Auszug.
Westfälische-Wilhelms Universität
Historisches Seminar
Sommersemester 2015
Prof. Dr. Mühle
Proseminar: Das piastische Polen


Hausarbeit:
Die Darstellung des Adels im ersten Buch des Heinrichauer Gründungsbuches



Yunus-Emre

69A

48163

Geschichte, Geographie, 2. Fachsemester


Inhaltsverzeichnis Seite


Einleitung .1


1. Nikolaus und die Gründung des Klosters……… .4


2. Weitere Adlige .6


2.1 Janusaw und Heinrich7


2.2 Graf Albert8


2.3 Quetif und Binzenz9


3. Fazit… 10


Literaturverzeichnis…………………………………………………………………………11


Selbstständigkeitserklärung………………… .……………………………………………12


Einleitung


Das Gründungsbuch des Klosters in Heinrichau („Liber fundationis claustri Sanctae Mariae Virginis in Henrichow“) ist eine Klosterchronik, die im Jahre 1854 von Gustav Adolf Stenzel herausgegeben wurde. Die Entstehungszeit der Chronik mit Urkundenabschriften (Buch I und II) und dem Katalog der Breslauer Bischöfe wird auf den Zeitraum zwischen 1260 und 1310 zurückgeführt, während die Berichte ab dem Jahr 1222 beginnen.

Im ersten Buch schildert Abt Peter1 die Gründungsumstände und die neun Teile „des ältesten Heinrichauer Güterbesitzes“2. Der Verfasser des zweiten Buches, welches circa fünfzig Jahre nach dem ersten geschrieben wurde, war ein Mönch aus Heinrichau, dessen Identität umstritten ist. Er lieferte mit seinem Werk den ältesten Schriftbeleg für die altpolnische Sprache.

Material.
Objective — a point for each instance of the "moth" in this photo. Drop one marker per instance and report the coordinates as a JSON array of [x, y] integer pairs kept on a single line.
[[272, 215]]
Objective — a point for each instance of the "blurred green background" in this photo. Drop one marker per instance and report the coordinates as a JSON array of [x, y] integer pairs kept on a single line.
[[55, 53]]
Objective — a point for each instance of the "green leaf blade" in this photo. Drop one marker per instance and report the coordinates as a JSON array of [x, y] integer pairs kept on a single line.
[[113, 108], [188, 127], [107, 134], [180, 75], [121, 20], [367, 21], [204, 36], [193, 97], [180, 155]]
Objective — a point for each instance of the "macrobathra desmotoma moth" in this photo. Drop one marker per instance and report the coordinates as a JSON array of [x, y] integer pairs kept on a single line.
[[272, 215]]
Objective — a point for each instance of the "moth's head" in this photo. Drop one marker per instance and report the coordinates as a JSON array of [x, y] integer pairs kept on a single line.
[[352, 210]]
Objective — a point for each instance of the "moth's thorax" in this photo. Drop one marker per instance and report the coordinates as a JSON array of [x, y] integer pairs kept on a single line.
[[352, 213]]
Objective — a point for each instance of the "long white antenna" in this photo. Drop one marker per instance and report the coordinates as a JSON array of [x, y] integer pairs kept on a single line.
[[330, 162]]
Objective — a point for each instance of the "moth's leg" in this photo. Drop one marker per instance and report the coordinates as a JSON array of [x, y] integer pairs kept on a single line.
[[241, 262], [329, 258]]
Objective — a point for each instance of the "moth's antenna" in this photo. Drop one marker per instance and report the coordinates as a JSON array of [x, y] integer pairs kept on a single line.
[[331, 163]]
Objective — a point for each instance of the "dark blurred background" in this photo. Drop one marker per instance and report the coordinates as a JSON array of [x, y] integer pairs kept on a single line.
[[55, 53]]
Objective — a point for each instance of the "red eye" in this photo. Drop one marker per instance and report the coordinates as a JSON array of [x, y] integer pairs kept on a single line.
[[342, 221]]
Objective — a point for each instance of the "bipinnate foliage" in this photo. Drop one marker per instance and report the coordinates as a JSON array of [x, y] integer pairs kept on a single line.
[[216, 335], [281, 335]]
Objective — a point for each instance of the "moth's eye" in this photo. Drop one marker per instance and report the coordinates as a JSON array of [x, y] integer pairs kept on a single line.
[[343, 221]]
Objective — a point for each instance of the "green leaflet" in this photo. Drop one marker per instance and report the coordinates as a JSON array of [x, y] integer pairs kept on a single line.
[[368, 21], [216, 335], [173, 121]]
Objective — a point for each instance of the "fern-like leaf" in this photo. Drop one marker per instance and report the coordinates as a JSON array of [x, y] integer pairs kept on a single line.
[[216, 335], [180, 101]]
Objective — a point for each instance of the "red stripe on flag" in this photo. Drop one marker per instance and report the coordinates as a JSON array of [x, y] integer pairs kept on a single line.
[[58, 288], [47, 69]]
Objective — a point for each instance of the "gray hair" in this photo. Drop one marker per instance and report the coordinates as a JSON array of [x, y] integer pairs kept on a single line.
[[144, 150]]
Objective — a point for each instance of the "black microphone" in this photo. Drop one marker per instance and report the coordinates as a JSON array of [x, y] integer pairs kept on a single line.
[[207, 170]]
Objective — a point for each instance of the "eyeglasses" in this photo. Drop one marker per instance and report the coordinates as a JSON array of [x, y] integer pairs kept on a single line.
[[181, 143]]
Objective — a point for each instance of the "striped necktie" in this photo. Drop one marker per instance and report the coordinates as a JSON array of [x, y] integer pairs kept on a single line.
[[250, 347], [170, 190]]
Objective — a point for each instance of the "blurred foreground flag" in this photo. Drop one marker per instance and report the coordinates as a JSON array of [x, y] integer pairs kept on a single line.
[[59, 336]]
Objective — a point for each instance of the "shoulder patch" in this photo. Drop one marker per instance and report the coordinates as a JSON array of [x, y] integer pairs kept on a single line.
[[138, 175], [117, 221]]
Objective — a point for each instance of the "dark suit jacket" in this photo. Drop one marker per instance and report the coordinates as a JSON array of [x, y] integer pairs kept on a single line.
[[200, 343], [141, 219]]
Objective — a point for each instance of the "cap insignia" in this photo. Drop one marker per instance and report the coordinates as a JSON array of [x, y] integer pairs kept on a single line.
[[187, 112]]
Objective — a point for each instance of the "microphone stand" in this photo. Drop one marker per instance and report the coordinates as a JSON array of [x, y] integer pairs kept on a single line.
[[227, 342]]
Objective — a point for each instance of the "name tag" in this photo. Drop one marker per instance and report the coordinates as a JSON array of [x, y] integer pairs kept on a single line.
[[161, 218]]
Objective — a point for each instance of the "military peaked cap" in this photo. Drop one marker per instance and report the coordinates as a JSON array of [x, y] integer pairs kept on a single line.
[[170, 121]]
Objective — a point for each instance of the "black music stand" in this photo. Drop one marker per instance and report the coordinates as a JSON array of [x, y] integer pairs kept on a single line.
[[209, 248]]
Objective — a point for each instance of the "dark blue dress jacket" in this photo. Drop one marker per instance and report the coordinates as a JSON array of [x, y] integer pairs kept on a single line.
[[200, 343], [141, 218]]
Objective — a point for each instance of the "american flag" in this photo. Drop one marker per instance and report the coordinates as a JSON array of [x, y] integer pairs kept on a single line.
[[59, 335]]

Arbeitsaufträge.
A - Gib den Auszug ab „Selbstständigk“ bis einschließlich „die altpolnische Sprache.“ wieder und benenne dabei „Mönch“ in „Ordensbruder“ um.
B - In welchem Jahr wurde das Gründungsbuch laut Auszug von Gustav Adolf Stenzel herausgegeben?
C - Fasse den Absatz des Auszugs, der mit „Im ersten Buch schildert“ beginnt, als kurze Liste mit seinen wichtigsten Fakten zusammen.

Ergebnisse nach Aufgaben.
A -
Selbstständigkeitserklärung………………… .……………………………………………12


Einleitung


Das Gründungsbuch des Klosters in Heinrichau („Liber fundationis claustri Sanctae Mariae Virginis in Henrichow“) ist eine Klosterchronik, die im Jahre 1854 von Gustav Adolf Stenzel herausgegeben wurde. Die Entstehungszeit der Chronik mit Urkundenabschriften (Buch I und II) und dem Katalog der Breslauer Bischöfe wird auf den Zeitraum zwischen 1260 und 1310 zurückgeführt, während die Berichte ab dem Jahr 1222 beginnen.

Im ersten Buch schildert Abt Peter1 die Gründungsumstände und die neun Teile „des ältesten Heinrichauer Güterbesitzes“2. Der Verfasser des zweiten Buches, welches circa fünfzig Jahre nach dem ersten geschrieben wurde, war ein Ordensbruder aus Heinrichau, dessen Identität umstritten ist. Er lieferte mit seinem Werk den ältesten Schriftbeleg für die altpolnische Sprache.

B - Im Jahr 1854.

C -
- Im ersten Buch beschreibt Abt Peter die Gründungsumstände und die neun Teile des ältesten Heinrichauer Güterbesitzes.
- Das zweite Buch entstand etwa fünfzig Jahre nach dem ersten.
- Sein Verfasser war ein Mönch aus Heinrichau, dessen Identität umstritten ist.
- Dieses Werk ist der älteste Schriftbeleg für die altpolnische Sprache.